## Polecenie
Odpowiedz na poniższe pytania na podstawie tekstu o poszukiwaniach niezidentyfikowanego obiektu latającego.
(a) Kto stwierdził, że nie doszło do naruszenia przestrzeni powietrznej RP, i jaką funkcję pełni?
(b) W jakim dniu tygodnia zakończono poszukiwania obiektu?
(c) Ile dni trwała akcja?

Rosyjski obiekt na terenie Polski? Wojsko zdecydowało

Rosyjski obiekt na terenie Polski? Wojsko zdecydowało

Dowódca Operacyjny Rodzajów Sił Zbrojnych gen. dyw. Maciej Klisz
Dowódca Operacyjny Rodzajów Sił Zbrojnych gen. dyw. Maciej Klisz Źródło: PAP / Albert Zawada
– W wyniku procesu i podjętych działań analitycznych na chwilę obecną stwierdzam, że nie doszło do naruszenia przestrzeni powietrznej RP – podał w czwartek gen. dyw. Maciej Klisz, Dowódca Operacyjny Rodzajów Sił Zbrojnych. Mówił również o kosztach całej akcji.

W środę zakończono poszukiwania niezidentyfikowanego obiektu latającego, który miał przekroczyć granicę Polski. Akcja trwała 10 dni.

## Podane informacje
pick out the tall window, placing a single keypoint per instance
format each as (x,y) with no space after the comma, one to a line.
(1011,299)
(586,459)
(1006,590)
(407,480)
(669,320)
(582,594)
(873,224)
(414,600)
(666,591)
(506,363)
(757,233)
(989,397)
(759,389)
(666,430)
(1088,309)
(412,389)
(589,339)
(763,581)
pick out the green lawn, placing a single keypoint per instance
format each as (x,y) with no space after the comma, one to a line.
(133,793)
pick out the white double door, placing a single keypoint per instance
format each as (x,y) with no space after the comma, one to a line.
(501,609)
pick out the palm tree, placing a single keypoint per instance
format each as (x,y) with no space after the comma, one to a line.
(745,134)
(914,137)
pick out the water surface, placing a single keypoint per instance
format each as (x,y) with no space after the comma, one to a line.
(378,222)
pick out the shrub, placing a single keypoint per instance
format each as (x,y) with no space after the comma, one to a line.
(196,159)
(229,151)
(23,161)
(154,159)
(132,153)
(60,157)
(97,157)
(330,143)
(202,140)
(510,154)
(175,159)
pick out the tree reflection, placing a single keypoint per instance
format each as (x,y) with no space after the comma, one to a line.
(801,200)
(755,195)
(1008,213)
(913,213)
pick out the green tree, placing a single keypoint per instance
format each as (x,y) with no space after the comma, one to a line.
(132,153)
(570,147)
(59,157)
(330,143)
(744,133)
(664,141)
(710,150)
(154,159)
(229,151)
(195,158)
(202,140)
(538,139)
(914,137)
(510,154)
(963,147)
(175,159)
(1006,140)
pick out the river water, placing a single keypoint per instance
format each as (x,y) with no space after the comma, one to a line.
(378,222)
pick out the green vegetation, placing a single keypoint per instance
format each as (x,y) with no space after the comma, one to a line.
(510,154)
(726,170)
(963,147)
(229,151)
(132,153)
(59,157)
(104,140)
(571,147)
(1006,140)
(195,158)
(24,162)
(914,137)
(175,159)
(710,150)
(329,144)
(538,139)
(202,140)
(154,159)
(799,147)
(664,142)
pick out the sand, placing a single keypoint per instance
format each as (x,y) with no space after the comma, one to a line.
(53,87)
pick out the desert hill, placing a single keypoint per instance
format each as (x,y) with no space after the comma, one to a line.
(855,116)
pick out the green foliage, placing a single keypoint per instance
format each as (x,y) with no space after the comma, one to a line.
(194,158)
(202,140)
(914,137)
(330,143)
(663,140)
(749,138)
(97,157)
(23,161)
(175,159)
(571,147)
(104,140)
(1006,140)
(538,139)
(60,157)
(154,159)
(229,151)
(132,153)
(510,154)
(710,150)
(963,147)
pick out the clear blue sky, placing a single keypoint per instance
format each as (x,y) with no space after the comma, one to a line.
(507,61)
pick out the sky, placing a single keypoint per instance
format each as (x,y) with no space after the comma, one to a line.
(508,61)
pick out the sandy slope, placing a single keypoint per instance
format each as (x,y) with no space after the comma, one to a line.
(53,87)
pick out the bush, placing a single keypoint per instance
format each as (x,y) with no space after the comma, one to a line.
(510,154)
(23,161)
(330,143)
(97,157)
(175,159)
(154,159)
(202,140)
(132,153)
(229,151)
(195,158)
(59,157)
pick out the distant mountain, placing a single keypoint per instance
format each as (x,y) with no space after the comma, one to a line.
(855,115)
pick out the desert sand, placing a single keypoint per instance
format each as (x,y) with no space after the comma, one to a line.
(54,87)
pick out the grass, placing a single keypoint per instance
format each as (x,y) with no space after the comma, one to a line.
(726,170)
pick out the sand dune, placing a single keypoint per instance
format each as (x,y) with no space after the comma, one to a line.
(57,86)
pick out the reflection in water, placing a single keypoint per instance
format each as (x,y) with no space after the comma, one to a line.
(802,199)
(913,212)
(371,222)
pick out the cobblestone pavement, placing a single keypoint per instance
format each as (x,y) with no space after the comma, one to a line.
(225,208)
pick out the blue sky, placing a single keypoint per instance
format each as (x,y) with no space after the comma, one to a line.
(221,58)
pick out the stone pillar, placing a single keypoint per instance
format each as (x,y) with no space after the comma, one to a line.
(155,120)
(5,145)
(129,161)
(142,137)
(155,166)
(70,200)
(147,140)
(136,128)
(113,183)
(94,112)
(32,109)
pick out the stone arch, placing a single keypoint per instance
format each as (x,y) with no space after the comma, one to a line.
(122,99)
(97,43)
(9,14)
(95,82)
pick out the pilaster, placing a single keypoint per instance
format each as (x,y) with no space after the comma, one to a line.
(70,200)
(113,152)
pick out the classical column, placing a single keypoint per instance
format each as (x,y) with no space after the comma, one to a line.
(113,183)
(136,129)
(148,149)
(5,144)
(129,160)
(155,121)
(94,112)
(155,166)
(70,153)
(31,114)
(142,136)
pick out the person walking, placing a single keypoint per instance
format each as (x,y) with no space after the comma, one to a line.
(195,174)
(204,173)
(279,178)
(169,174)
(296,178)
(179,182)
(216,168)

## Rozwiązanie
(a) Stwierdził to gen. dyw. Maciej Klisz, Dowódca Operacyjny Rodzajów Sił Zbrojnych.
(b) Poszukiwania zakończono w środę.
(c) Akcja trwała 10 dni.